(INFORMATION SUPPLIED)
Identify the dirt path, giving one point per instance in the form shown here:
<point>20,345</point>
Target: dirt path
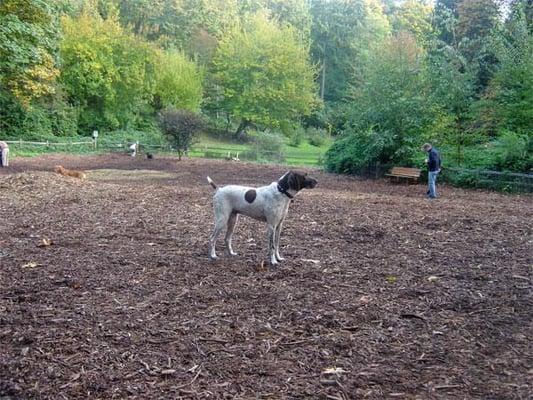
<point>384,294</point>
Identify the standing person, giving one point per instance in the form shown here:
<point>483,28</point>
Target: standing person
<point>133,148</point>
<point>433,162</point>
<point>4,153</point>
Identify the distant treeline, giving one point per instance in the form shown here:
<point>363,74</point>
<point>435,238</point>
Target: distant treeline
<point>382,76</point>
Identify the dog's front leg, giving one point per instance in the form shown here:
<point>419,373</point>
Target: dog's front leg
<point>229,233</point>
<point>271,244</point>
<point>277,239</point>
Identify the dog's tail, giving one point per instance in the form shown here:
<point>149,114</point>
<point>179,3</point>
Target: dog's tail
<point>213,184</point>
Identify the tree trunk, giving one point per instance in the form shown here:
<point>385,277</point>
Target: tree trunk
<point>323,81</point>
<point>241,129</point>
---
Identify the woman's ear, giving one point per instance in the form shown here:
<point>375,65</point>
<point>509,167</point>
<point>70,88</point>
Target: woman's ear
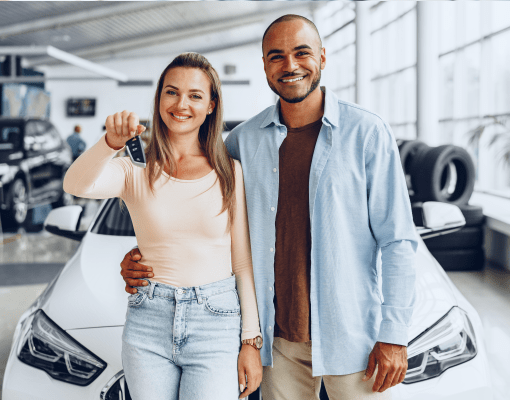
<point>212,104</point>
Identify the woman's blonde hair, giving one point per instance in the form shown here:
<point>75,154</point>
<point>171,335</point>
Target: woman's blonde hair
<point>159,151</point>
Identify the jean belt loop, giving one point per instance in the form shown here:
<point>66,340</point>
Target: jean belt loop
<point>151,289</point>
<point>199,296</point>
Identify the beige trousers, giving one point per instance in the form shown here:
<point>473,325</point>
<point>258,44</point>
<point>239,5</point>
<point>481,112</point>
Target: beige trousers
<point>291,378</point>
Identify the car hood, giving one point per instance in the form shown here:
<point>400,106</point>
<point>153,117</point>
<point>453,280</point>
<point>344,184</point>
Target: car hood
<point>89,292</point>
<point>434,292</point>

(DIRECTIVE) Reproduce verbatim everything from the line containing "Identify the standing" down to the line containing "<point>241,129</point>", including both of those lines.

(CORRECT RESULT)
Identify the standing person, giving one point per instance in the form shown here:
<point>483,28</point>
Target: standing person
<point>133,148</point>
<point>433,162</point>
<point>4,153</point>
Identify the distant treeline, giving one point per instance in the form shown here:
<point>363,74</point>
<point>435,238</point>
Target: distant treeline
<point>382,76</point>
Identify the dog's front leg, giving one point per instance in the form shown here:
<point>419,373</point>
Target: dog's front leg
<point>229,233</point>
<point>271,244</point>
<point>277,239</point>
Identify the dog's tail, giving one point per instance in the form shown here:
<point>149,114</point>
<point>179,3</point>
Target: dog's tail
<point>213,184</point>
Identify the tree trunk, giving one point per instance in the form shown here:
<point>385,277</point>
Target: tree trunk
<point>323,81</point>
<point>241,129</point>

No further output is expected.